# START OF PASSAGE GIVEN

# Thomas Watson on Sinning With the Multitude



## VirginiaHuguenot (Sep 21, 2008)

Thomas Watson, Sermon preached on August 17, 1662:



> Think not the better of sin because it is in fashion. Think not the better of impiety and ungodliness, because most walk in those crooked ways. Multitude is a foolish argument. Multitude doth not argue the goodness of a thing. The devil's name is legion, that signifieth a multitude. Hell-road is this day full of travellers. Esteem not the better of sin, because most go this way. Do we think better of the plague, because it is common? The plea of a multitude, will not hold at God's bar, when God shall ask, Why did you profane my sabbath? why were you drunk? why did you break your oath? To say then, Lord, because most men did so, will be a poor plea. God will say to you then, seeing you have sinned with the multitude, you shall now go to hell with the multitude. I beseech you, as you tender your souls, walk antipodes to the corruptions of the times. If you are living fish, swim against the stream, dead fish swim down the stream, Ephes. v. 11. "Have no fellowship with the unfruitful works of darkness, but rather reprove them."

# END OF PASSAGE GIVEN
# START OF DATA EXCERPT

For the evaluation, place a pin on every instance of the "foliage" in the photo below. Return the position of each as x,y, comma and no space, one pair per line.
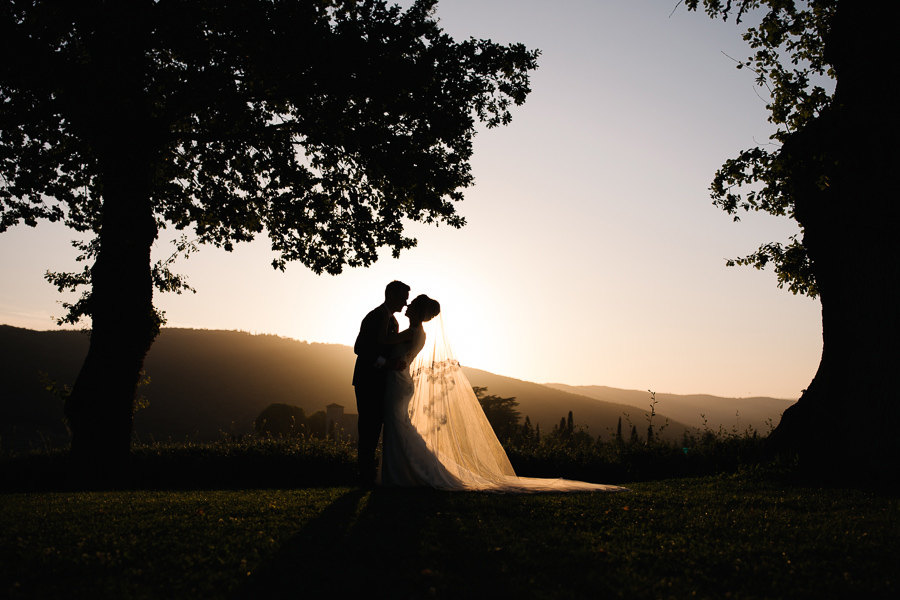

# END OF DATA EXCERPT

**EXERCISE 1**
Answer these about the Thomas Watson sermon post, please:
(a) On what date was the sermon preached?
(b) What name does the sermon give the devil, and what does that name signify?
(c) Which scripture reference follows the image of living and dead fish?
**EXERCISE 2**
Resume the Thomas Watson sermon post, writing on from its last sentence.

**EXERCISE RESULT 1**
(a) August 17, 1662.
(b) Legion, which signifies a multitude.
(c) Ephes. v. 11.

**EXERCISE RESULT 2**
----------



## Quickened (Sep 21, 2008)

Thats a fitting quote andrew! Where did you find this quote?


----------



## VirginiaHuguenot (Sep 21, 2008)

Quickened said:


> Thats a fitting quote andrew! Where did you find this quote?



Indeed! It is found in _Farewell Sermons of Some of the Most Eminent of the Nonconformist Ministers_, p. 203.

Links and Downloads Manager - Preaching - Farewell Sermons of Some of the Most Eminent of the Nonconformist Ministers - The PuritanBoard


----------



## Pilgrim72 (Sep 21, 2008)

Awesome! Thanks!!!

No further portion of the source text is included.